◆ **TASK REQUIREMENTS**
Repeat, exactly and alone, every line from the line that contains "Where can the woman in beige" to the end of the entries.

◆ **Natural-language object grounding data**
"""

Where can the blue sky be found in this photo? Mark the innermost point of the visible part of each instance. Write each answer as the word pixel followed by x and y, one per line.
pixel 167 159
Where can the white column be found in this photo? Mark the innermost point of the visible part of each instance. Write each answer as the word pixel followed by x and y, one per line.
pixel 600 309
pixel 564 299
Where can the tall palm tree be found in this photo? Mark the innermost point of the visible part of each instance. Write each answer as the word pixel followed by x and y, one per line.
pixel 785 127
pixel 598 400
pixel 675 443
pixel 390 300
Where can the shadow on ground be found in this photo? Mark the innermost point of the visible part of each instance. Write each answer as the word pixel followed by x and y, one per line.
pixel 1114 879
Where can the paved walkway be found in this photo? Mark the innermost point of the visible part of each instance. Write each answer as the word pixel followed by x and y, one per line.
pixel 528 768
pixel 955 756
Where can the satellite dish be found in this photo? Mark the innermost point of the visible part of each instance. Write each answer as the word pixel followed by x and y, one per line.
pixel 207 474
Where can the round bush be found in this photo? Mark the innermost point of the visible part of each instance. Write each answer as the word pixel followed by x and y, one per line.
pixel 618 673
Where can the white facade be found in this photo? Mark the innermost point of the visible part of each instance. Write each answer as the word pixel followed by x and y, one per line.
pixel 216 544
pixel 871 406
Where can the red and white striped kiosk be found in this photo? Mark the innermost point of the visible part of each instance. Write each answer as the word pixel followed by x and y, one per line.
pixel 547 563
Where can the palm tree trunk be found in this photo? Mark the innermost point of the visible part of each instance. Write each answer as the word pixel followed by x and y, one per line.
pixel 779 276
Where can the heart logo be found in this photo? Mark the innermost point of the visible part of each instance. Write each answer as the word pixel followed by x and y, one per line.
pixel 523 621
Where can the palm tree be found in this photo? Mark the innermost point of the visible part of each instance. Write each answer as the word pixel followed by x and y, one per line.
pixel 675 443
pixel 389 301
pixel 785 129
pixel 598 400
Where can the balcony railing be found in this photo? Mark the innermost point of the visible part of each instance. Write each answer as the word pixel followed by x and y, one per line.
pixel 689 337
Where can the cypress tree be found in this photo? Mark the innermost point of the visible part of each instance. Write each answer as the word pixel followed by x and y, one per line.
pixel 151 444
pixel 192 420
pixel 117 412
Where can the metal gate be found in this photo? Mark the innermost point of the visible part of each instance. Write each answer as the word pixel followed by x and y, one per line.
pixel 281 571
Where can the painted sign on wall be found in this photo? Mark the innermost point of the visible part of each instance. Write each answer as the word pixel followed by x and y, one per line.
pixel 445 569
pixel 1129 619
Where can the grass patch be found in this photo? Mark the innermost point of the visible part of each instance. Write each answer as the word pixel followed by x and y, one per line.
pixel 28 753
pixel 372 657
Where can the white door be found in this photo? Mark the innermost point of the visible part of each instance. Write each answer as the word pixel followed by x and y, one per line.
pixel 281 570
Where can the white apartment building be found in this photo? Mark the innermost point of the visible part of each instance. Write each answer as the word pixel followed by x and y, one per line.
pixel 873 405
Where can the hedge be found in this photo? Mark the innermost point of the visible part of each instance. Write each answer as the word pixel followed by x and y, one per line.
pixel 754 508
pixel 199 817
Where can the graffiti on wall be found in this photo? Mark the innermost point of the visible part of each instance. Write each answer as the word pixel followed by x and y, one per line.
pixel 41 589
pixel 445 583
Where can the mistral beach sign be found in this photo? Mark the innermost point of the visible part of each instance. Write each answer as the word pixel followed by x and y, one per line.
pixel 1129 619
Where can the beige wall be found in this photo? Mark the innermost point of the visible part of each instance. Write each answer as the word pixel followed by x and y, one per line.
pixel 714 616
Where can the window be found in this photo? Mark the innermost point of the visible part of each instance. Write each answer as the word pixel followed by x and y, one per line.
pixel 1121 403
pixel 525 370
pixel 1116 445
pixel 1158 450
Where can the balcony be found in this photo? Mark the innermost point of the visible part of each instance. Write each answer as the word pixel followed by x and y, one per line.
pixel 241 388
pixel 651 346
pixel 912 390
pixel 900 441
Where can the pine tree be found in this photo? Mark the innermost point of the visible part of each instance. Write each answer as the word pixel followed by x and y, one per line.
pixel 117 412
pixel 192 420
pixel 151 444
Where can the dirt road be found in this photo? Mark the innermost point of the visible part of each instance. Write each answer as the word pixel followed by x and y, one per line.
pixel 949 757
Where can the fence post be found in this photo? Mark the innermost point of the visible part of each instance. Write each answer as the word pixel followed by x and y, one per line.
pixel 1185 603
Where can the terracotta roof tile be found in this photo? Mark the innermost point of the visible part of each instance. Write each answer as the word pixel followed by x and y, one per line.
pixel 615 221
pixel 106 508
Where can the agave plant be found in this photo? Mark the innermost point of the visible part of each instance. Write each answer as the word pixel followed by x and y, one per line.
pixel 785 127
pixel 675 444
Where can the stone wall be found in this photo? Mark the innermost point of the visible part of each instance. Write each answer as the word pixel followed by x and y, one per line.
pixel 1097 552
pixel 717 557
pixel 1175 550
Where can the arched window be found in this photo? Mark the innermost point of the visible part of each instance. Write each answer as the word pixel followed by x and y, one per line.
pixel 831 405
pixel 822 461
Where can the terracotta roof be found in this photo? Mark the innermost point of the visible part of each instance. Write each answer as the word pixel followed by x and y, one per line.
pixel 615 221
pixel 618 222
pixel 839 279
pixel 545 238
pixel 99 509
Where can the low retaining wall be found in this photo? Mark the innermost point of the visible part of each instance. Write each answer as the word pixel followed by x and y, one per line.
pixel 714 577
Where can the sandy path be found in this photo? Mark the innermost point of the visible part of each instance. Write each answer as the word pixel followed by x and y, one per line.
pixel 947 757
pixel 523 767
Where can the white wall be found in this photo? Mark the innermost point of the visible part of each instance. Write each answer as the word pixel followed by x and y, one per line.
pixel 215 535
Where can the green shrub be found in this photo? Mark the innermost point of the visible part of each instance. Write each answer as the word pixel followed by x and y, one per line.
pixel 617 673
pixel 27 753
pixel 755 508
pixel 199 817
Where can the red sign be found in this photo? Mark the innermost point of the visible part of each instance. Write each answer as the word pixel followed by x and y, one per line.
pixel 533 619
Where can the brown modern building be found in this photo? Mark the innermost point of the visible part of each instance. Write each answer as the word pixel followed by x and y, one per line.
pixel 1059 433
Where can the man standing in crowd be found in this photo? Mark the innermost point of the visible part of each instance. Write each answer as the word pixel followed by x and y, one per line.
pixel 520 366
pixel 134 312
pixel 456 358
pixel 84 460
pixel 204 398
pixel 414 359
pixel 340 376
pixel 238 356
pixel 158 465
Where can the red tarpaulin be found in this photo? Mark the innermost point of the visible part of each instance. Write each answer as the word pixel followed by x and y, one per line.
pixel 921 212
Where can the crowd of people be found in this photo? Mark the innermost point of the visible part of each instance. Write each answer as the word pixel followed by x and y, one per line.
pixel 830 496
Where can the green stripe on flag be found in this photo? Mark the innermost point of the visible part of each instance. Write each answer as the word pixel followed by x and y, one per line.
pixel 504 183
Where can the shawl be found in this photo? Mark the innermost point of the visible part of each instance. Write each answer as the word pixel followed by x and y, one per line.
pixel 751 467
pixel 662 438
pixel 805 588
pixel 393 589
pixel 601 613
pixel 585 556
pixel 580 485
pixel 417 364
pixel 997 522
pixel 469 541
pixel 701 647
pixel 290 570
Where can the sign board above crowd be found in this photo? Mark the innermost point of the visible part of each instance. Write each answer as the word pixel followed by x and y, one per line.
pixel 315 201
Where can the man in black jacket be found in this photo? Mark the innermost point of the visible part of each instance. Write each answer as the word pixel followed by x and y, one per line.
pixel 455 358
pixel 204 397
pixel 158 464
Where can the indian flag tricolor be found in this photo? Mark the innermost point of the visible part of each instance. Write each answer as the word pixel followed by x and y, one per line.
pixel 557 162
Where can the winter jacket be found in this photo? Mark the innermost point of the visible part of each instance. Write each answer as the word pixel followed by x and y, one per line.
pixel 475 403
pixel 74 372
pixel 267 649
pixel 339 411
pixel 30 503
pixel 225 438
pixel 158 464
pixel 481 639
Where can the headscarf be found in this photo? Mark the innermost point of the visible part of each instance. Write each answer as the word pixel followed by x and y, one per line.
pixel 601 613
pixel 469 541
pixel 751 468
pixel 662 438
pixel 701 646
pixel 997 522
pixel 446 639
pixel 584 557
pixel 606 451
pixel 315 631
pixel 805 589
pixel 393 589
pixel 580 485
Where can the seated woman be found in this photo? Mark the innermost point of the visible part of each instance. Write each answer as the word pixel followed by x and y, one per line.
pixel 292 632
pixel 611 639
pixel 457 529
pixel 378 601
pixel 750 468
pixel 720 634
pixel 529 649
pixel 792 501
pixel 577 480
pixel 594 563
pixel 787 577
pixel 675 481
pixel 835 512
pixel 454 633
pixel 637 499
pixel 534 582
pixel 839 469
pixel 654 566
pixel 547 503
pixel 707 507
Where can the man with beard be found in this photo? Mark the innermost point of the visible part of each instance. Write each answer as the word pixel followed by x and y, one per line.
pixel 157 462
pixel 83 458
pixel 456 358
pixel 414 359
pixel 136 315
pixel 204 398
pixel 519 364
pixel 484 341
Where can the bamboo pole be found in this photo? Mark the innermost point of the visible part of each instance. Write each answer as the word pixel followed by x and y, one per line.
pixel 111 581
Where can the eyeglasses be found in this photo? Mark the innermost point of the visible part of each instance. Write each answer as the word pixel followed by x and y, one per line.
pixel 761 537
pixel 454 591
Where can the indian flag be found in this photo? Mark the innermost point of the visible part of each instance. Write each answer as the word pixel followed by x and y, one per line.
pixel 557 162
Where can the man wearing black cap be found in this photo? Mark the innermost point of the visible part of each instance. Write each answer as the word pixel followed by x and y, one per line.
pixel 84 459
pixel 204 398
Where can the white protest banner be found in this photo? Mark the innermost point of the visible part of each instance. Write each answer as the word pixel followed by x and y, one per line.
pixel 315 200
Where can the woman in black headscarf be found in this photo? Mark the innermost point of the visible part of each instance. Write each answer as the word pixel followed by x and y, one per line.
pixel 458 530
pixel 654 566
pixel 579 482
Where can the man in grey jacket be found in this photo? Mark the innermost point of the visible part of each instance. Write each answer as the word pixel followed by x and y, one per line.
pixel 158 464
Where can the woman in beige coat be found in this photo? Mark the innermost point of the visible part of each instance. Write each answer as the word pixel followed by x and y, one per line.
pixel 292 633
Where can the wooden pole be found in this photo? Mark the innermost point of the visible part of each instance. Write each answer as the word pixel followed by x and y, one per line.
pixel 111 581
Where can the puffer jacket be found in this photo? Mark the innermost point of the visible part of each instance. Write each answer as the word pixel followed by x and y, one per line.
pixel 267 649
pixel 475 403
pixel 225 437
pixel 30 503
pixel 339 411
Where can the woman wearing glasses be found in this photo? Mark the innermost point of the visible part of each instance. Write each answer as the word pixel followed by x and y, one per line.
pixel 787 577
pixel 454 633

"""

◆ **RESPONSE AREA**
Where can the woman in beige coat be found in this photo? Mark the innermost point of the visible part of each instance. Write each answer as the word pixel followed by x and y, one per line.
pixel 292 633
Where can the wooden pole be found in this photo? Mark the innermost point of the visible part of each instance. Write each answer as the word pixel followed by x and y, one per line.
pixel 111 581
Where can the puffer jacket be found in this photo? Mark the innermost point of the visible part of each instance. Write each answer as the word pixel followed by x and y, one per line.
pixel 267 649
pixel 475 403
pixel 225 437
pixel 30 503
pixel 339 411
Where can the woman wearing glasses be found in this photo? Mark the innermost point of the visible part of each instance. Write each answer as the word pixel followed by x and y, one per line.
pixel 787 577
pixel 454 633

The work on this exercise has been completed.